• _Task objective_
For the records below, reproduce exactly the line that contains "Where can you spot the player's thigh" and all subsequent lines, with nothing left out and nothing added.

====

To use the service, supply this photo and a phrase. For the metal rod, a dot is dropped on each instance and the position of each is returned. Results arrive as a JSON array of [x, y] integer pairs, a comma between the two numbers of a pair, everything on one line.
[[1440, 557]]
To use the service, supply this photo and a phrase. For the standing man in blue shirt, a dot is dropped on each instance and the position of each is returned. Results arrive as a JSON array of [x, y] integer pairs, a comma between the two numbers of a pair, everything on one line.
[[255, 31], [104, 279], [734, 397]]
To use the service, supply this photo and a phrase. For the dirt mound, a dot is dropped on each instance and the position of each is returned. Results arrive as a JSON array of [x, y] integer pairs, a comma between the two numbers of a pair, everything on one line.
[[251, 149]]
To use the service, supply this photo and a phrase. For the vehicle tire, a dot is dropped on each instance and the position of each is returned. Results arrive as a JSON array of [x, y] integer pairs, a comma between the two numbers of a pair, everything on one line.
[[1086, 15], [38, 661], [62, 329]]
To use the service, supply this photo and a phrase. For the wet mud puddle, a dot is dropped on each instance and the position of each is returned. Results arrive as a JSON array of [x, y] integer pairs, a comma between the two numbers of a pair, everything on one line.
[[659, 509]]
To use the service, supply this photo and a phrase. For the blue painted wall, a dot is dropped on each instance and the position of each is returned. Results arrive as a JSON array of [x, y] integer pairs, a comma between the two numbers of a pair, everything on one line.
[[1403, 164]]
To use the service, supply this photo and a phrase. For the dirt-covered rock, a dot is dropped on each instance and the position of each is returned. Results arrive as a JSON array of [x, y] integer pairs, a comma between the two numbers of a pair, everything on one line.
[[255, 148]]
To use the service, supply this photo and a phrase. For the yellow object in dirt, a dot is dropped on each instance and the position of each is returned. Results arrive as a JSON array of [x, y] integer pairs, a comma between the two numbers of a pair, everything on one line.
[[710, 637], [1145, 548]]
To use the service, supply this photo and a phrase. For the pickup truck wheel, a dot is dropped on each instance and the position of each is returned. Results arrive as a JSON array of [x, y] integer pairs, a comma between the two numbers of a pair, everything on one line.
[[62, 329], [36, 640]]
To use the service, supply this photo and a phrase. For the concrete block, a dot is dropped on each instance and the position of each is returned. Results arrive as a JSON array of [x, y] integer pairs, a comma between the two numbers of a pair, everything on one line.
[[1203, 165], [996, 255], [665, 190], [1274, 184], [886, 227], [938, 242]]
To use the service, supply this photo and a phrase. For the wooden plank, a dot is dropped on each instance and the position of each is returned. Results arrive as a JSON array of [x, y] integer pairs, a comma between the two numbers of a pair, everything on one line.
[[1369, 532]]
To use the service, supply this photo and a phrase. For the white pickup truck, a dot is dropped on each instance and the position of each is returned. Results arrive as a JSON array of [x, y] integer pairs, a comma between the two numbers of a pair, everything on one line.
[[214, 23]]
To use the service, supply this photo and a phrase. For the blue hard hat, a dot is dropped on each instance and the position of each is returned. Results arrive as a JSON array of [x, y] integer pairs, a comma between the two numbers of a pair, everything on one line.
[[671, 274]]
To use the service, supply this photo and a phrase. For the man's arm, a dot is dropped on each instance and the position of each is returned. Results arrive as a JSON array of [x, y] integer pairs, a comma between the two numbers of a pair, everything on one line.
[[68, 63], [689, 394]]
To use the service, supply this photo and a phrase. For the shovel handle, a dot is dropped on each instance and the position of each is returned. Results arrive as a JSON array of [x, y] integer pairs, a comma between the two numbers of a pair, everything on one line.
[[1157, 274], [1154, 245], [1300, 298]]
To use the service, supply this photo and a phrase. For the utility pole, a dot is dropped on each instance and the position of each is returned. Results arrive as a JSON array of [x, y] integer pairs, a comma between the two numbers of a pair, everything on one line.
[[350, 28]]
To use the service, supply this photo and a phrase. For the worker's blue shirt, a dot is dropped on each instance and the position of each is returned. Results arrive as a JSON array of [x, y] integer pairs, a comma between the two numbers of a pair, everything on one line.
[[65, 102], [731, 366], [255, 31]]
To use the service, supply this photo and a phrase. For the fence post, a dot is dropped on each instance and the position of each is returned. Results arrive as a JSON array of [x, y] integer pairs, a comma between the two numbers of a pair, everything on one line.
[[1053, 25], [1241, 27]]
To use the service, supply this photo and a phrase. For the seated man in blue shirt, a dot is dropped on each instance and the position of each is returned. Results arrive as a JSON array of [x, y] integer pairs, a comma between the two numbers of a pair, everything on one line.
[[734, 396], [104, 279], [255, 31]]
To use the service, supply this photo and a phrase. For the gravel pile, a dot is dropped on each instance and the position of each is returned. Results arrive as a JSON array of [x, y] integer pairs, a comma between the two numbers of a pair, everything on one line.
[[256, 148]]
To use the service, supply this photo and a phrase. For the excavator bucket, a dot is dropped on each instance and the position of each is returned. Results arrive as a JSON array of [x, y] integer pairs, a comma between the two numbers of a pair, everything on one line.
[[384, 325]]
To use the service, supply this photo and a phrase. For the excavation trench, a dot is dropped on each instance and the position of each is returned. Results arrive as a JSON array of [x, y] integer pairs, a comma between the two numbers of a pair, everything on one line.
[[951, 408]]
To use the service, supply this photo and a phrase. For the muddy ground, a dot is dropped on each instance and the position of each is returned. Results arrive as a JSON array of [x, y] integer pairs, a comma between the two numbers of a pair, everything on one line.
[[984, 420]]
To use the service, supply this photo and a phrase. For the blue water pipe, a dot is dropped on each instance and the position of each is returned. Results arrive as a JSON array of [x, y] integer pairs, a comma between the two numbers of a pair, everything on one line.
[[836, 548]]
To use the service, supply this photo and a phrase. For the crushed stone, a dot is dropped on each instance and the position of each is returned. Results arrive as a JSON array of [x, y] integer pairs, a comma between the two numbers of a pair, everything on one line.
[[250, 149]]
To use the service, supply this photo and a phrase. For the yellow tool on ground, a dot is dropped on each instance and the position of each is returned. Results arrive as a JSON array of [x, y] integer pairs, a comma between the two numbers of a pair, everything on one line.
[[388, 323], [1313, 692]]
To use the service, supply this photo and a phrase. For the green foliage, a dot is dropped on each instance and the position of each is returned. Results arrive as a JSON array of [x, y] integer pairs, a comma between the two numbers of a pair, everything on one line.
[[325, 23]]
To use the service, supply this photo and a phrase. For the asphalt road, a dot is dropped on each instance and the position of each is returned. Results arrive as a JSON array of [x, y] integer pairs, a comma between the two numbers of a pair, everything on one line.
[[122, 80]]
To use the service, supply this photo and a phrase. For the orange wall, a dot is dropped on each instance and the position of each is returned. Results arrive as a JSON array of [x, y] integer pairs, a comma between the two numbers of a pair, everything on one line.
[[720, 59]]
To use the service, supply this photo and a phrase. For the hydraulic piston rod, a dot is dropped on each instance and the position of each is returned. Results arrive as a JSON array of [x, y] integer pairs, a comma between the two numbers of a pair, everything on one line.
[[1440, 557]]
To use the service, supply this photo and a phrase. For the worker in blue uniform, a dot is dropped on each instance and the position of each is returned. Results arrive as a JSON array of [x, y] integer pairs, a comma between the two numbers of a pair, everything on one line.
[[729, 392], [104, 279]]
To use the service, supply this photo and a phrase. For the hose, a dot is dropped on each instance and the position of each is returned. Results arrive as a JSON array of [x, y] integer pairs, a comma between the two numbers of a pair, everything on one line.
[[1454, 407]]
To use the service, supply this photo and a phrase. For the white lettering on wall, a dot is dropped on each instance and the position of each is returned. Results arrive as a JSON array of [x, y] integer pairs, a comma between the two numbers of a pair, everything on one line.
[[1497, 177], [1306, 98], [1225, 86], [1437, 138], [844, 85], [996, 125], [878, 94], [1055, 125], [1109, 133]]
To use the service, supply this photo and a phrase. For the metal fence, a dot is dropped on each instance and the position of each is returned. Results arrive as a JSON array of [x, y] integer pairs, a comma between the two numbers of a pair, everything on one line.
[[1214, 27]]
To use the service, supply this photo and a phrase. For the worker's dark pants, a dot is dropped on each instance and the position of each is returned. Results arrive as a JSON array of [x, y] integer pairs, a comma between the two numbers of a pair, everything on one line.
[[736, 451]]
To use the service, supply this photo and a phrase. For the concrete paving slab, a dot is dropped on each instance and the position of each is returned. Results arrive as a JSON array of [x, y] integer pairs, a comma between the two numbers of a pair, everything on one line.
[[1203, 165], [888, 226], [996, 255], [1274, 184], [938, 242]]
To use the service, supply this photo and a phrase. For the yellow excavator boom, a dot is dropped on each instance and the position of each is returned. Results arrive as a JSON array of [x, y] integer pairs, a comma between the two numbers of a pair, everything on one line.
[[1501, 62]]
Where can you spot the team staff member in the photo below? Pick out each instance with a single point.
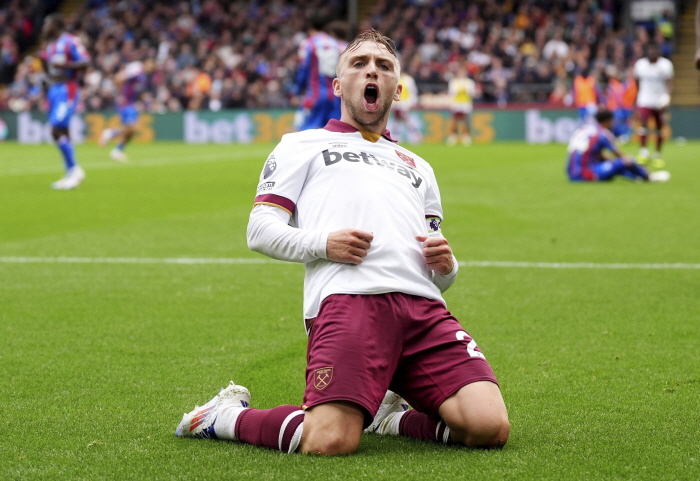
(365, 219)
(462, 90)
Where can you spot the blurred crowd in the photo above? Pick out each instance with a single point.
(217, 54)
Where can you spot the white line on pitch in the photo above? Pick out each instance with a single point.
(135, 260)
(147, 162)
(256, 260)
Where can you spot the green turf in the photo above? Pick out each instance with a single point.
(600, 368)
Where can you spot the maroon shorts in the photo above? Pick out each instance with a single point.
(362, 345)
(645, 114)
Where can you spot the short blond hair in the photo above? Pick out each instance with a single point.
(375, 36)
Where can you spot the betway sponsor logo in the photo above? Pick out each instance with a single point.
(331, 157)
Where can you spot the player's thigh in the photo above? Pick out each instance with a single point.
(644, 115)
(332, 428)
(440, 358)
(477, 415)
(353, 350)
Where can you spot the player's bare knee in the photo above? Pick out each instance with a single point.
(489, 432)
(330, 444)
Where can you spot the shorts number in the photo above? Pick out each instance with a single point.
(471, 347)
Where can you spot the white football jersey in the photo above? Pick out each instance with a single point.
(652, 81)
(332, 179)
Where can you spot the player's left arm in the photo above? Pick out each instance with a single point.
(436, 249)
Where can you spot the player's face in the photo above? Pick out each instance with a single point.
(368, 82)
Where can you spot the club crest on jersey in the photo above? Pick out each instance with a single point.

====

• _Answer to this task_
Where can you spot the player's thigh in the photo above? Pick out each instance with a single point.
(644, 115)
(332, 428)
(440, 358)
(477, 415)
(353, 350)
Where can you spot the player's bare knee in the photo above? Pick out each instance with a single point.
(489, 432)
(330, 444)
Where can you spot the shorts number in the photo above? Pick out each instance with a single point.
(471, 347)
Where can you spot the white football jersey in the photo above? Pick out each instance with a single point.
(652, 81)
(332, 179)
Where can you spot the player's left arm in the photo above? Pick out each instance with a single point.
(436, 249)
Where can you spot the player's face in the photo above? Pick out each instance with a single point.
(368, 82)
Where can you spot the club crest on jersey in the photo above? Pick out each instance with a single point.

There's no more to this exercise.